— Begin Given data —

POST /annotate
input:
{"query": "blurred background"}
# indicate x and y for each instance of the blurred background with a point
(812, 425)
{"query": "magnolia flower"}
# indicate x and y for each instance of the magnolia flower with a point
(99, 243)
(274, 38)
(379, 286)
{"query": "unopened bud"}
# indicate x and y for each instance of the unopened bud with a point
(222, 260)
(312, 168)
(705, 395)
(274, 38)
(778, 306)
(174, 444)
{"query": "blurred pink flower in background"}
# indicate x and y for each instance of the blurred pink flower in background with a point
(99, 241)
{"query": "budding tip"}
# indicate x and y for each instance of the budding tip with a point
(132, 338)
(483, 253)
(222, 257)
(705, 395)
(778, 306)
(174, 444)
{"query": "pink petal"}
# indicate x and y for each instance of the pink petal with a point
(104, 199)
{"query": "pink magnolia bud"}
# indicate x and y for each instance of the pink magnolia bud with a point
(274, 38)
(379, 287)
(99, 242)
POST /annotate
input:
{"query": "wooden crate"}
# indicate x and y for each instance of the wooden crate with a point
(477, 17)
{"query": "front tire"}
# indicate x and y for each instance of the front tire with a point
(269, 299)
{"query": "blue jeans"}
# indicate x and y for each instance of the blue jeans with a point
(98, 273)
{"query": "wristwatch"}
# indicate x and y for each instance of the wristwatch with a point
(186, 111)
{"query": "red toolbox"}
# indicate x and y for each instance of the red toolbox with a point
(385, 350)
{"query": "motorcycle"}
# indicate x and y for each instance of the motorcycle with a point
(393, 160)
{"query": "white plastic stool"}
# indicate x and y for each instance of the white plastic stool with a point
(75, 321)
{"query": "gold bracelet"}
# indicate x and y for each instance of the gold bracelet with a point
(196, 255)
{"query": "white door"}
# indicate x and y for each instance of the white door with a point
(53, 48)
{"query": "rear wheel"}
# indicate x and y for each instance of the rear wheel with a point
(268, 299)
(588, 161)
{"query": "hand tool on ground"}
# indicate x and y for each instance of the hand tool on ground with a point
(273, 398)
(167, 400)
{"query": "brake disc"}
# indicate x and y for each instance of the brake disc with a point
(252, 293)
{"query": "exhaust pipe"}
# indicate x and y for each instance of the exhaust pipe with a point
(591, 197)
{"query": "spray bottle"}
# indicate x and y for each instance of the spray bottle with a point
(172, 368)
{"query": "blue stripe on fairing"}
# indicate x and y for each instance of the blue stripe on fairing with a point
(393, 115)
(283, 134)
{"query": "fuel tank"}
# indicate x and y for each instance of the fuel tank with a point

— End Given data —

Instruction: Return the whole listing exactly.

Written answer:
POST /annotate
input:
{"query": "blurred background"}
# indicate x and y for each instance of the blurred background with a point
(812, 425)
{"query": "magnolia flower"}
# indicate x and y for each instance of the magnolia flower with a point
(99, 243)
(274, 38)
(379, 286)
{"query": "unopened bud"}
# indicate x and y for each instance of the unopened bud with a point
(222, 260)
(312, 168)
(705, 395)
(274, 38)
(778, 306)
(174, 444)
{"query": "blurred pink flower in background"}
# indicate x and y for each instance of the blurred pink flower in background with a point
(99, 241)
{"query": "budding tip"}
# indicate x and y for each instance of the budding tip with a point
(132, 338)
(483, 253)
(222, 257)
(705, 395)
(778, 306)
(174, 444)
{"query": "pink petal"}
# indicate x and y for each instance of the pink petal with a point
(104, 199)
{"query": "pink magnolia bud"}
# indicate x and y for each instance of the pink magnolia bud with a point
(274, 38)
(379, 287)
(99, 242)
POST /annotate
input:
{"query": "wooden crate"}
# indicate x and y for each instance of the wooden crate with a point
(477, 17)
{"query": "front tire"}
# indicate x and y for each instance of the front tire with a point
(269, 299)
{"query": "blue jeans"}
# indicate x and y for each instance of the blue jeans with a point
(98, 273)
{"query": "wristwatch"}
# indicate x and y for each instance of the wristwatch with a point
(186, 111)
{"query": "red toolbox"}
# indicate x and y for each instance of the red toolbox with a point
(385, 350)
{"query": "motorcycle"}
# indicate x and y for each instance of the motorcycle with a point
(393, 160)
{"query": "white plastic stool"}
# indicate x and y for each instance of the white plastic stool with a point
(75, 321)
{"query": "gold bracelet"}
# indicate x and y for each instance of the gold bracelet with a point
(196, 255)
{"query": "white door"}
# indicate x and y for each instance of the white door with a point
(53, 48)
{"query": "rear wheel"}
# indicate x and y for each instance of the rear wheel with a point
(268, 299)
(588, 161)
{"query": "hand tool on ground"}
# indicate x and y for each instance of the hand tool on ground with a point
(273, 398)
(167, 400)
{"query": "brake disc"}
# indicate x and y for each instance of the brake disc with a point
(252, 293)
{"query": "exhaust pipe"}
# indicate x and y for each instance of the exhaust pipe with a point
(591, 197)
{"query": "spray bottle"}
# indicate x and y for each instance of the spray bottle with a point
(172, 368)
{"query": "blue stripe on fairing"}
# indicate x and y for each instance of the blue stripe on fairing with a point
(393, 115)
(283, 134)
{"query": "fuel tank"}
# indicate x and y for each instance of the fuel tank with a point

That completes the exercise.